Parallèlement à cela, Elia mène en ce moment une consultation publique à propos de sa "proposition tarifaire 2024-2027". Sur quoi porte cette consultation ? Pour rappel, les investissements réalisés par Elia sont financés via les factures d'électricité des consommateurs, ménages et entreprises. Le gestionnaire du réseau haute tension a donc évalué l'argent qu'il devra récolter, via les factures d'électricité, sur la période 2024-2027. Et cela, à condition que son "Plan de développement fédéral" soit validé politiquement, en avril prochain.
Elia anticipe une forte hausse de ses coûts pour la période 2024-2027. Selon le document soumis à consultation publique, ceux-ci devraient passer de 760 millions d’euros par an sur la période 2020-2023 à 1,350 milliard d’euros par an sur la période 2024-2027. Les coûts facturés aux consommateurs devraient donc suivre cette tendance, et ainsi augmenter d’environ 80 %.
De nouvelles éoliennes en mer du Nord
Comment expliquer ces investissements massifs ? Le gouvernement fédéral a décidé d’augmenter significativement la capacité éolienne installée en mer du Nord. Alors que la première zone affiche une puissance de 2300 MW, l’objectif est d’ajouter 3500 MW via la future deuxième zone, baptisée Princesse Élisabeth. Or, Elia devra investir dans les câbles électriques nécessaires au raccordement de cette deuxième zone au réseau électrique terrestre. Notons que les éoliennes de la zone Princesse Élisabeth seront raccordées à la future île énergétique, qui elle-même sera raccordée au réseau terrestre.

__À FAIRE__
[1] Reprenez les lignes ci-dessous en y changeant partout « Mark a point » en « Place a point », sans toucher au reste. Laissez les images hors de votre réponse.
[2] Rédigez la suite du texte ci-dessus sur la proposition tarifaire d'Elia, en partant de sa dernière phrase.

__LES LIGNES__
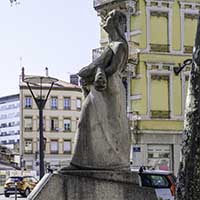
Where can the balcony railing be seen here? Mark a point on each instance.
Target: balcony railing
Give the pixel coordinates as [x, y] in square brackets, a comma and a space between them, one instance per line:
[97, 52]
[100, 3]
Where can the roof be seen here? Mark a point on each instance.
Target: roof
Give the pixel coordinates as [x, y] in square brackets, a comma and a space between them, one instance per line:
[60, 84]
[9, 98]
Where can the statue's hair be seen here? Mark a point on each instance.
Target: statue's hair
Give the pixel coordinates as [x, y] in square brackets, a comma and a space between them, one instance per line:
[118, 18]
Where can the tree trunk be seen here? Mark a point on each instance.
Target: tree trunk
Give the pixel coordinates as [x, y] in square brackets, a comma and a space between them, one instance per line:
[188, 181]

__RÉPONSES PAR TÂCHE__
[1]
Where can the balcony railing be seen here? Place a point on each instance.
Target: balcony railing
Give the pixel coordinates as [x, y] in square brackets, a comma and a space between them, one instance per line:
[97, 52]
[100, 3]
Where can the roof be seen here? Place a point on each instance.
Target: roof
Give the pixel coordinates as [x, y] in square brackets, a comma and a space between them, one instance per line:
[60, 84]
[9, 98]
Where can the statue's hair be seen here? Place a point on each instance.
Target: statue's hair
Give the pixel coordinates as [x, y] in square brackets, a comma and a space between them, one instance per line:
[118, 18]
Where can the tree trunk be seen here? Place a point on each instance.
Target: tree trunk
Give the pixel coordinates as [x, y] in square brackets, a comma and a space between them, one instance per line:
[188, 181]

[2]
Par ailleurs, le réseau électrique belge n’est actuellement pas capable d’accueillir la production des futures éoliennes en mer. Elia planifie donc de renforcer la capacité de transport d’électricité depuis l’ouest vers l’est de la Belgique. C’est l’objectif des projets Ventilus, au nord du pays, et de la "Boucle du Hainaut", au sud du pays. La hausse des coûts réclamés par Elia s’explique également par le financement d’une grande partie de ces deux projets.
Enfin, Elia planifie divers renforcements du réseau, notamment pour accueillir les nouvelles capacités qui arriveront dans le cadre de la sortie du nucléaire (centrales au gaz…).
Six cents personnes à engager
Au total, Elia compte investir 6,5 milliards d’euros dans de nouvelles infrastructures sur la période tarifaire 2024-2027. Le gestionnaire du réseau haute tension prévoit également d’engager 600 personnes sur la période, venant s’ajouter aux 1500 collaborateurs en place en 2023.
Quelles pourraient être les répercussions de ces investissements sur les factures d’électricité ? Actuellement, un ménage paie environ 42 euros par an (HTVA) pour financer Elia. On pourrait donc s’approcher des 80 euros par an, au cours de la période 2024-2027. Pour une entreprise qui consomme beaucoup d’électricité (100 GWh par an), on pourrait passer de 541 000 euros à environ 1 million d’euros par an.
Notons également que d’autres investissements vont arriver après 2027. Il y a le projet Nautilus, une deuxième interconnexion électrique entre la Belgique et le Royaume-Uni, dont la majeure partie de l’investissement pourrait être financée après 2027. Il y a aussi le projet Triton Link, dont l’objectif est de relier la Belgique au Danemark. Bref, les investissements ne vont pas s’arrêter après 2027.
La ministre aura le dernier mot
La Creg, le régulateur du secteur, devra approuver les tarifs facturés par Elia aux consommateurs, pour la période 2024-2027. Néanmoins, si le plan de développement d’Elia est validé politiquement en avril prochain, la Creg ne pourra pas s’opposer à la hausse des tarifs demandée par Elia. Tout au plus le régulateur pourra-t-il rejeter les coûts qu’il juge déraisonnables.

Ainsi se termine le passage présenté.